Your goal
Retype all of the records below without changing a single character.

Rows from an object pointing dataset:

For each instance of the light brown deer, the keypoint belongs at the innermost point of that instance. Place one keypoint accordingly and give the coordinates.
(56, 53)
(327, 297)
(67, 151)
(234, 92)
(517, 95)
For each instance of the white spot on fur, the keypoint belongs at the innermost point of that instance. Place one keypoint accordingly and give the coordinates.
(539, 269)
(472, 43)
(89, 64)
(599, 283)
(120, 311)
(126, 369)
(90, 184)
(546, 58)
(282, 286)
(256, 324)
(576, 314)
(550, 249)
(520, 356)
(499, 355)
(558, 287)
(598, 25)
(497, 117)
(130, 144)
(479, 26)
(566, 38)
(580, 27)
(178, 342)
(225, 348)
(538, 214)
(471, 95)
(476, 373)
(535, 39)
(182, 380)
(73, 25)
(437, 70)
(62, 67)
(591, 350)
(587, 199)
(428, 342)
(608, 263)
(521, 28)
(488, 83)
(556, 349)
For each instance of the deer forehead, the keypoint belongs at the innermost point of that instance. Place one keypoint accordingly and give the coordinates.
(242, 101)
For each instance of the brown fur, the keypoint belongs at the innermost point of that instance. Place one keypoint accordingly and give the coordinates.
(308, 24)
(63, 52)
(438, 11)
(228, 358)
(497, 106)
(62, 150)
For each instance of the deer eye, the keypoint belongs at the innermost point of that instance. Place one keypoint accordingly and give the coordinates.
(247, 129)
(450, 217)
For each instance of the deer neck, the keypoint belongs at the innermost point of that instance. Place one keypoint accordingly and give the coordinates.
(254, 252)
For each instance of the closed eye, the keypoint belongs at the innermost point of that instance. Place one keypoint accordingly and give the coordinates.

Complete answer
For each instance of the light brown deer, the keypoint belongs at the innermost point of that instance. Place one keypoint accordingly and give the coordinates.
(56, 53)
(327, 297)
(67, 151)
(234, 92)
(517, 95)
For each instance of the white spot on fur, the keypoint belongs at the innermost point of that instance. Place one keypoint accordingly and give the coordinates.
(539, 269)
(472, 43)
(89, 64)
(599, 283)
(120, 311)
(126, 369)
(90, 184)
(546, 58)
(282, 286)
(256, 324)
(576, 314)
(550, 249)
(520, 356)
(499, 355)
(558, 287)
(598, 25)
(497, 117)
(130, 144)
(479, 26)
(566, 38)
(580, 27)
(178, 342)
(225, 348)
(538, 214)
(471, 95)
(476, 373)
(535, 39)
(182, 380)
(73, 25)
(437, 70)
(62, 67)
(591, 350)
(587, 199)
(428, 342)
(608, 263)
(521, 28)
(488, 83)
(556, 349)
For each instance of the deer forehead, the keypoint belongs at the innermost point of that instance. Place one keypoint accordingly and give the coordinates.
(242, 101)
For each instance of the brown fur, the keypoint belongs at the innermost point of that instance. Place one keypoint accordingly and give the coordinates.
(308, 24)
(63, 52)
(438, 11)
(228, 358)
(497, 106)
(62, 150)
For each instance of the deer eye, the keypoint belongs at the innermost point of that instance. Place one keypoint accordingly and give the coordinates.
(247, 129)
(450, 217)
For each instance of the deer neck, the keypoint belongs at the innermost point of that instance. Place one keypoint accordingly and give the coordinates.
(254, 252)
For each instance of the closed eye, the keypoint belongs at the innermost point of that instance. Place one keypoint accordingly and give the coordinates.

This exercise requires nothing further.